Data for review:
......
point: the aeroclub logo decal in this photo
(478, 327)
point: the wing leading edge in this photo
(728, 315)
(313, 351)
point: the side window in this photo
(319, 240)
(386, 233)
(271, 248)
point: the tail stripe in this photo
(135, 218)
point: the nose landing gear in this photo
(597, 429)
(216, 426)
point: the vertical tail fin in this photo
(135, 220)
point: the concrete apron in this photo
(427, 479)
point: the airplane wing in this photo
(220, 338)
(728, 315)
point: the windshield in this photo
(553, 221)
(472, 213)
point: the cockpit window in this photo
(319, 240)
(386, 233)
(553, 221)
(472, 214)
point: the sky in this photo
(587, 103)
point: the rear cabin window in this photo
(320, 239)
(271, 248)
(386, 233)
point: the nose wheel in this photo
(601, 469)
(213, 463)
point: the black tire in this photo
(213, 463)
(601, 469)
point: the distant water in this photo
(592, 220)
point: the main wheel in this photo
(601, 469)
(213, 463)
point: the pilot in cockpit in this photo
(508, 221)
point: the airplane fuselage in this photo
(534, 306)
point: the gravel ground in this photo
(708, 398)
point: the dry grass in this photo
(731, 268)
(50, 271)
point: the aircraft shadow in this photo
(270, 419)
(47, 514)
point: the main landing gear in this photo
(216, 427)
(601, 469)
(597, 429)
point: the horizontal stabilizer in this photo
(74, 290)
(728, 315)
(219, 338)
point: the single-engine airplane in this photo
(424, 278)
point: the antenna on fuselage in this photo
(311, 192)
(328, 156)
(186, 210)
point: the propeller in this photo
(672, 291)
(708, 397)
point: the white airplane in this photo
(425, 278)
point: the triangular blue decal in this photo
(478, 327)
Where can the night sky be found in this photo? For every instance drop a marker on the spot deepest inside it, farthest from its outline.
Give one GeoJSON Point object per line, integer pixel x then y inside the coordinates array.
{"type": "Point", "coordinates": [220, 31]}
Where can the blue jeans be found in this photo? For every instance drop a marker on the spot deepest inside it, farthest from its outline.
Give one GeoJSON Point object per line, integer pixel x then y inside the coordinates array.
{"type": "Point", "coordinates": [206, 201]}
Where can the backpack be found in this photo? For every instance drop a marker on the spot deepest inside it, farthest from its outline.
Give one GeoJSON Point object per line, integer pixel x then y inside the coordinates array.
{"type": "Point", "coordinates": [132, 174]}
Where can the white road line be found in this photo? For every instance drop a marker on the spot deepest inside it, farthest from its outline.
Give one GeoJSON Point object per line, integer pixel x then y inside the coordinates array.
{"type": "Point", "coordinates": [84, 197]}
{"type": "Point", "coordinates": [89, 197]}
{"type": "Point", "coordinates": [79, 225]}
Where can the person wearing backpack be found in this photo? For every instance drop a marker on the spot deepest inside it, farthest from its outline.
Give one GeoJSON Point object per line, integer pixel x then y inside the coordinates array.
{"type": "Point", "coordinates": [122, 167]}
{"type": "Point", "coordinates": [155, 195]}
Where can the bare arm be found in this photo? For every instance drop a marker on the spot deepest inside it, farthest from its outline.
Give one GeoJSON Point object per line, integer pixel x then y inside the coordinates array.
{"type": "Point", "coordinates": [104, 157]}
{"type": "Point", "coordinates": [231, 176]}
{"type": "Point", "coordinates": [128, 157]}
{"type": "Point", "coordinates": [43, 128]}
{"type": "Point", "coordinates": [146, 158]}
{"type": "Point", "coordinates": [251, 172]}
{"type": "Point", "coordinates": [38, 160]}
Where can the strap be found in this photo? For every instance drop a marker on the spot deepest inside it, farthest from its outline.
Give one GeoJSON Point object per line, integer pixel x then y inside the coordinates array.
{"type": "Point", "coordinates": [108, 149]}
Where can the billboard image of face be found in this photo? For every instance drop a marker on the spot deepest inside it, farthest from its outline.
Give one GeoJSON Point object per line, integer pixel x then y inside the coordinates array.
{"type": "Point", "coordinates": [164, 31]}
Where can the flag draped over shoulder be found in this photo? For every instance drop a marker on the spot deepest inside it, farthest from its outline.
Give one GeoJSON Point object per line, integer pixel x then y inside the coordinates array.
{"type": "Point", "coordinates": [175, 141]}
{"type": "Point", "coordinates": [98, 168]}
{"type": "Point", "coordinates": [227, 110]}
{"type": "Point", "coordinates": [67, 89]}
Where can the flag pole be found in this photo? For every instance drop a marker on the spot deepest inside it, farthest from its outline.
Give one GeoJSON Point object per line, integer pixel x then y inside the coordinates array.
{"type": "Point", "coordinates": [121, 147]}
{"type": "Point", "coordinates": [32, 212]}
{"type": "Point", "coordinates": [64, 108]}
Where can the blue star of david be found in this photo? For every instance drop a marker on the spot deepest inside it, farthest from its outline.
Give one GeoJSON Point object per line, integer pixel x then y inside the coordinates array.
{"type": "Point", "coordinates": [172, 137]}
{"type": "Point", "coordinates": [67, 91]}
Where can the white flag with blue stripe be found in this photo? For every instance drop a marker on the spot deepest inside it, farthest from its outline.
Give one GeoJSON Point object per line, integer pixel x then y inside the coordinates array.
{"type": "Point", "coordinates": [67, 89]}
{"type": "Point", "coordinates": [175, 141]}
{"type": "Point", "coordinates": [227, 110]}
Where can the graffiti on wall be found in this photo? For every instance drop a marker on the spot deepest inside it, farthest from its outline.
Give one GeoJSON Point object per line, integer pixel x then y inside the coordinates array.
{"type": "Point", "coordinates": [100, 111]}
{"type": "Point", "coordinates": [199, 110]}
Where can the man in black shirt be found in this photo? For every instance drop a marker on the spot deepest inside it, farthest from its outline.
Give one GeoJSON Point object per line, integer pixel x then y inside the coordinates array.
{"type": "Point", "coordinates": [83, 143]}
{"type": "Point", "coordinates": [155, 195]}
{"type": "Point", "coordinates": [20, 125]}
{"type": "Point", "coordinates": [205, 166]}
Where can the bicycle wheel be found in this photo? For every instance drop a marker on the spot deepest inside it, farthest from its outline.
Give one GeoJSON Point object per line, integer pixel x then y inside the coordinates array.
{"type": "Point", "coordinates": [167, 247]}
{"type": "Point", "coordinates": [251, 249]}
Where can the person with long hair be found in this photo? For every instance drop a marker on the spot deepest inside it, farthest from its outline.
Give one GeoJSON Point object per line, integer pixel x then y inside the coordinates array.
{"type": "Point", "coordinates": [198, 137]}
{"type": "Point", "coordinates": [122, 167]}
......
Required action: Reply with the count alone: how many lines of the records contain the string "flag"?

Answer section: 3